** Prompt **
Render every line of the items below as a JSON list of strings, with one string per line and any blank lines omitted.

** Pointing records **
_ _ _ _ _

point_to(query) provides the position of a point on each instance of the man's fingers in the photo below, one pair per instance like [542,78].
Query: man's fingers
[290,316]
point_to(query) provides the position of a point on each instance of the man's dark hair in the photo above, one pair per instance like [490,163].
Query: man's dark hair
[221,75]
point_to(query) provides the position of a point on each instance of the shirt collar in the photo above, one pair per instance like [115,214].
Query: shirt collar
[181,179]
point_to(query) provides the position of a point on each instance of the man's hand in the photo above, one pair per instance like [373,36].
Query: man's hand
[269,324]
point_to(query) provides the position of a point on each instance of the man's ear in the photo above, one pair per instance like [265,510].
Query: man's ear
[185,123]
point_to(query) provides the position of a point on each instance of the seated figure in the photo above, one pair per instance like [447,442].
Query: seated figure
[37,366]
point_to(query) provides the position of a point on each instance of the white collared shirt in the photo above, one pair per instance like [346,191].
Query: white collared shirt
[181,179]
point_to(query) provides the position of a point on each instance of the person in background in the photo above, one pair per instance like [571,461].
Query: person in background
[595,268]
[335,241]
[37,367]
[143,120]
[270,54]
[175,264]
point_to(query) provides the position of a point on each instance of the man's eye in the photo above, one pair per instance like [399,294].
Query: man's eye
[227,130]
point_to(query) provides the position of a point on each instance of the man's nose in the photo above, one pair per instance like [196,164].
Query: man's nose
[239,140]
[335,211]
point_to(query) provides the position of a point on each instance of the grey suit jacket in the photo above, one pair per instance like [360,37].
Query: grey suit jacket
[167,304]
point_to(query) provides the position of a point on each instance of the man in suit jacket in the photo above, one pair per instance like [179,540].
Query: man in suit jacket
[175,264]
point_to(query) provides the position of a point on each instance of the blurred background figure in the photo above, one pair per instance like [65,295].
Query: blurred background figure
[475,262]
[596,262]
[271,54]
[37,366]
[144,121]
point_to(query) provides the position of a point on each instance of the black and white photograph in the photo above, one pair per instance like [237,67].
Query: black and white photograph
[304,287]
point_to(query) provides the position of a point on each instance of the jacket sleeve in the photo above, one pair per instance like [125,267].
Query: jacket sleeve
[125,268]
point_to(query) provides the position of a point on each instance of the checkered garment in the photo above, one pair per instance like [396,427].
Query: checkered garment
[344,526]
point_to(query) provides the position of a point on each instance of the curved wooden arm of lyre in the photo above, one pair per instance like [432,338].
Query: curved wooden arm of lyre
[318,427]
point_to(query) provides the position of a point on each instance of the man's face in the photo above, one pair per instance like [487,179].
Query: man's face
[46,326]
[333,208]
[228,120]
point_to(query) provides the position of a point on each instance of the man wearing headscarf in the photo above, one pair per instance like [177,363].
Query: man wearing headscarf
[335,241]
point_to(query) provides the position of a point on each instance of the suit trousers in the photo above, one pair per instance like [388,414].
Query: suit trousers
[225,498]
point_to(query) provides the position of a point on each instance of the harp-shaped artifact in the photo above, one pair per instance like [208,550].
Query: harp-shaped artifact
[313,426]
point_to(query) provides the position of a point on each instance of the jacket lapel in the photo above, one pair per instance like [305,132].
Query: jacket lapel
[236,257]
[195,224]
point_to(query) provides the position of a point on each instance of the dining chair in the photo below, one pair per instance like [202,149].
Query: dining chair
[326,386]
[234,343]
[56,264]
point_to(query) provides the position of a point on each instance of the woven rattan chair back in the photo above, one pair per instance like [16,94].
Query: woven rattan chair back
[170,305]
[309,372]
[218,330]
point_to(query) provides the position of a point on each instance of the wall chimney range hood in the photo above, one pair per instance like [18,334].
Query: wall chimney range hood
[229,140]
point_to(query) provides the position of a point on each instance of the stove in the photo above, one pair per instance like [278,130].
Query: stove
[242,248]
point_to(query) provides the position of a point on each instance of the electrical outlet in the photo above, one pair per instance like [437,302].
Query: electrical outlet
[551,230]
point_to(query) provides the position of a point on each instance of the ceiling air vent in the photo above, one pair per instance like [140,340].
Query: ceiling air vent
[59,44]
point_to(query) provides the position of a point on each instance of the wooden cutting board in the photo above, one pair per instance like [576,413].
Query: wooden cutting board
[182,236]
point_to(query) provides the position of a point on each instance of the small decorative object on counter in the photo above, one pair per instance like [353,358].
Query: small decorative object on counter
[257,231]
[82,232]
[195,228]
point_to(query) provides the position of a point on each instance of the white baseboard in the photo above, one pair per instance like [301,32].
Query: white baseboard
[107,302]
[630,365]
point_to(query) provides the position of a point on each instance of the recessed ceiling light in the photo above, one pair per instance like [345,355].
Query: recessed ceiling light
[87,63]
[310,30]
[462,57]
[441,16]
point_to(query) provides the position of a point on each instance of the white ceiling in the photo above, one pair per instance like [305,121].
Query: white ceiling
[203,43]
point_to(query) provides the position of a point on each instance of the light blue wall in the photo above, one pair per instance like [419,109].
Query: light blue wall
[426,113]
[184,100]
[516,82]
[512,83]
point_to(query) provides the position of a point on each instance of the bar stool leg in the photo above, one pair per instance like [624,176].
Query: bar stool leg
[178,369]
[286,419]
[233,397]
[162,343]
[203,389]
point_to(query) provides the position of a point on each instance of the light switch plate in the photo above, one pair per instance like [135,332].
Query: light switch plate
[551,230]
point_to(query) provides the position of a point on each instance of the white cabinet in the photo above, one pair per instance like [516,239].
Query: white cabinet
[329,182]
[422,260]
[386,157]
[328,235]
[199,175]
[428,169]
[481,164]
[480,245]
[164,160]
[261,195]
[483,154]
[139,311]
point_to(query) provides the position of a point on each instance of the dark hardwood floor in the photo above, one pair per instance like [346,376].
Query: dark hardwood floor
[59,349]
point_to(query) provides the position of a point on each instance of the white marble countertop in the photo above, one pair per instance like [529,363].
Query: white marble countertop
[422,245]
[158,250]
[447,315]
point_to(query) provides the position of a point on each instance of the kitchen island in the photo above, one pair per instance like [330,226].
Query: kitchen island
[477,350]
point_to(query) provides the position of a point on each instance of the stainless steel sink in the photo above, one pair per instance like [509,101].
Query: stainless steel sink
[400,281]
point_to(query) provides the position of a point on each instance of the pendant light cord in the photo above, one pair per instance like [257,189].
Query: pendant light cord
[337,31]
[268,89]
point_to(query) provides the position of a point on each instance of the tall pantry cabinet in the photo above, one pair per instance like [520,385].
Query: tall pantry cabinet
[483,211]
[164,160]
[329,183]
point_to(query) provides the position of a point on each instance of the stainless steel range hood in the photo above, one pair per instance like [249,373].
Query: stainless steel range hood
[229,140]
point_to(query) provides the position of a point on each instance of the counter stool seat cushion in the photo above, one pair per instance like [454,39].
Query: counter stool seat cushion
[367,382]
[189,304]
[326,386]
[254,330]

_ _ _ _ _

** Solution for this task **
[
  "point_to(query) provides the position of a point on each instance of the man's fingers in the photo below, one pair per instance like [542,78].",
  "Query: man's fingers",
  "[290,316]",
  "point_to(query) provides the position of a point on each instance of the man's dark hair in the photo above, one pair per instance like [490,163].",
  "Query: man's dark hair",
  "[221,75]",
  "point_to(query) provides the position of a point on each instance of the shirt collar in the photo above, one pair per instance like [115,214].",
  "Query: shirt collar",
  "[181,179]",
  "point_to(query) provides the position of a point on each instance of the man's hand in the photo above, one pair per instance like [373,36].",
  "Query: man's hand",
  "[269,324]",
  "point_to(query) provides the position of a point on each instance of the man's ear in the photo above, one pair per instance like [265,510].",
  "Query: man's ear",
  "[185,123]",
  "point_to(query) provides the position of a point on each instance of the seated figure in the photo above, one pair per instance like [447,442].",
  "Query: seated figure",
  "[37,366]",
  "point_to(query) provides the position of a point on each instance of the white collared shirt in the photo above, one pair per instance like [346,191].",
  "Query: white collared shirt",
  "[181,179]",
  "point_to(query) provides the position of a point on each instance of the person in background in the photo above, one pair per instance like [571,461].",
  "Query: person in background",
  "[595,268]",
  "[335,241]",
  "[37,367]",
  "[143,120]",
  "[270,54]",
  "[175,264]",
  "point_to(query) provides the position of a point on each instance of the man's eye in the photo above, one pair per instance like [399,294].",
  "Query: man's eye",
  "[227,130]",
  "point_to(query) provides the position of a point on each instance of the man's nose in the photo above, one pair per instance like [196,164].",
  "Query: man's nose",
  "[239,140]",
  "[335,211]",
  "point_to(query) provides the position of a point on each instance of the grey suit jacket in the photo above, one pair per instance like [360,37].",
  "Query: grey suit jacket",
  "[167,304]",
  "point_to(query) provides the position of a point on each instance of the man in suit jacket in the photo above, one pair per instance like [179,540].",
  "Query: man in suit jacket",
  "[175,264]",
  "point_to(query) provides the position of a point on each instance of the blurred background figure in the photo above, one pair per instance like [65,295].",
  "Query: blurred background figure",
  "[475,262]",
  "[596,262]",
  "[271,54]",
  "[37,366]",
  "[144,121]",
  "point_to(query) provides the position of a point on each instance of the black and white photograph in the photo above, one pair per instance like [237,67].",
  "Query: black and white photograph",
  "[304,287]",
  "point_to(query) provides the position of a point on each instance of the jacket sleeve in the photo above, one pair per instance like [125,267].",
  "Query: jacket sleeve",
  "[125,268]",
  "point_to(query) provides the position of a point on each instance of the checkered garment in the photo above, one pair per instance like [396,427].",
  "Query: checkered garment",
  "[344,526]",
  "point_to(query) provides the position of a point on each instance of the curved wooden arm of lyre in the photo above, one pair per instance like [432,338].",
  "Query: curved wooden arm of lyre",
  "[318,427]",
  "point_to(query) provides the position of a point on each instance of the man's face in the photo above, one pair per instance like [487,179].",
  "Query: man's face",
  "[46,326]",
  "[333,208]",
  "[228,120]",
  "point_to(query) provides the position of a point on each instance of the man wearing headscarf in the photo above, one pair per instance like [177,363].",
  "Query: man wearing headscarf",
  "[335,241]",
  "point_to(query) provides the position of a point on each instance of the suit trousers in the photo above, one pair per instance like [388,414].",
  "Query: suit trousers",
  "[225,498]",
  "point_to(query) provides the position of a point on each instance of the harp-shaped artifact in the photo above, one pair per instance like [208,550].",
  "Query: harp-shaped artifact",
  "[313,426]",
  "point_to(query) provides the position of a point on each instance of the jacket lapel in the photo above, one pair per instance like [305,132].",
  "Query: jacket lapel",
  "[236,257]",
  "[195,224]",
  "point_to(query) provides the position of a point on each instance of the dining chair in the photo below, one pair per instance like [202,149].",
  "Query: dining chair",
  "[326,386]",
  "[234,343]",
  "[56,264]",
  "point_to(query) provides the position of a point on each instance of the woven rattan chair back in the photo above, one pair per instance like [16,94].",
  "Query: woven rattan chair back",
  "[170,305]",
  "[309,372]",
  "[218,330]",
  "point_to(query) provides the position of a point on each instance of the wall chimney range hood in the photo above, one pair per instance like [18,334].",
  "Query: wall chimney range hood",
  "[229,140]",
  "point_to(query) provides the position of a point on each instance of the stove in the photo above, one pair per instance like [278,130].",
  "Query: stove",
  "[242,248]",
  "point_to(query) provides the position of a point on each instance of the electrical outlet in the photo above, one pair per instance like [437,302].",
  "Query: electrical outlet",
  "[551,230]",
  "point_to(query) provides the position of a point on each instance of the ceiling air vent in the photo above, one pair per instance like [140,340].",
  "Query: ceiling air vent",
  "[59,44]",
  "point_to(query) provides the position of a point on each instance of the wooden cutting board in the photo above, one pair per instance like [576,413].",
  "Query: wooden cutting board",
  "[182,236]",
  "point_to(query) provides the position of a point on each instance of the small decorative object on counter in the photo above, one pair per instance like [353,358].",
  "Query: small decorative object on counter",
  "[257,231]",
  "[82,232]",
  "[195,228]",
  "point_to(query) provides the position of a point on each instance of the white baseboard in the photo above, one pair per instance like [301,32].",
  "Query: white baseboard",
  "[107,302]",
  "[630,365]",
  "point_to(query) provides the position of a point on each instance of the recessed ceiling light in the photo above, one pair per instance like [345,355].",
  "Query: recessed ceiling light",
  "[87,63]",
  "[310,30]",
  "[462,57]",
  "[441,16]",
  "point_to(query) provides the position of a point on each instance of the white ceiling in the photo above, one pair per instance like [305,121].",
  "Query: white ceiling",
  "[203,43]",
  "point_to(query) provides the position of a point on each instance of the light blue wall in the photo above, one pair per instance like [419,109].",
  "Query: light blue wall",
  "[426,113]",
  "[184,100]",
  "[516,82]",
  "[512,83]",
  "point_to(query) provides the position of a point on each instance of the bar stool leg in the photo above, one pair per instance like [624,176].",
  "Query: bar stool leg",
  "[178,369]",
  "[286,419]",
  "[233,397]",
  "[162,343]",
  "[203,389]",
  "point_to(query) provides the position of a point on each instance of the light switch plate in the photo above, one pair per instance like [135,332].",
  "Query: light switch plate",
  "[551,230]",
  "point_to(query) provides the position of a point on each instance of the white cabinet in the photo above, one pair per instance like [516,239].",
  "Query: white cabinet",
  "[329,182]",
  "[422,260]",
  "[386,157]",
  "[328,235]",
  "[199,175]",
  "[428,169]",
  "[481,164]",
  "[480,245]",
  "[164,160]",
  "[261,195]",
  "[483,154]",
  "[139,311]",
  "point_to(query) provides the position of a point on each instance of the dark hardwood floor in the photo above, one pair per instance like [346,376].",
  "Query: dark hardwood floor",
  "[59,349]",
  "point_to(query) provides the position of a point on each instance of the white marble countertop in the photo above, one pair per instance like [529,363].",
  "Query: white marble countertop",
  "[422,245]",
  "[158,250]",
  "[447,315]",
  "point_to(query) provides the position of a point on each instance of the kitchen island in the photo above, one pair per instance like [330,226].",
  "Query: kitchen island",
  "[477,350]",
  "point_to(query) provides the position of a point on each instance of the stainless steel sink in the photo above, one pair per instance like [509,101].",
  "Query: stainless steel sink",
  "[400,281]",
  "point_to(query) provides the position of a point on each instance of the pendant light cord in the photo above, one pair per instance like [257,189].",
  "Query: pendant light cord",
  "[337,31]",
  "[268,89]",
  "point_to(query) provides the position of a point on each instance of the tall pantry cabinet in the photo above, one pair per instance like [520,385].",
  "Query: tall pantry cabinet",
  "[483,211]",
  "[164,160]",
  "[329,183]",
  "point_to(query) provides the position of a point on each instance of the stainless steel range hood in the photo above, one pair per instance like [249,373].",
  "Query: stainless steel range hood",
  "[229,140]",
  "point_to(query) provides the position of a point on each instance of the counter stool seat cushion in the photo above, one pair per instance like [454,39].",
  "Query: counter stool seat cushion",
  "[367,382]",
  "[189,304]",
  "[326,386]",
  "[254,330]"
]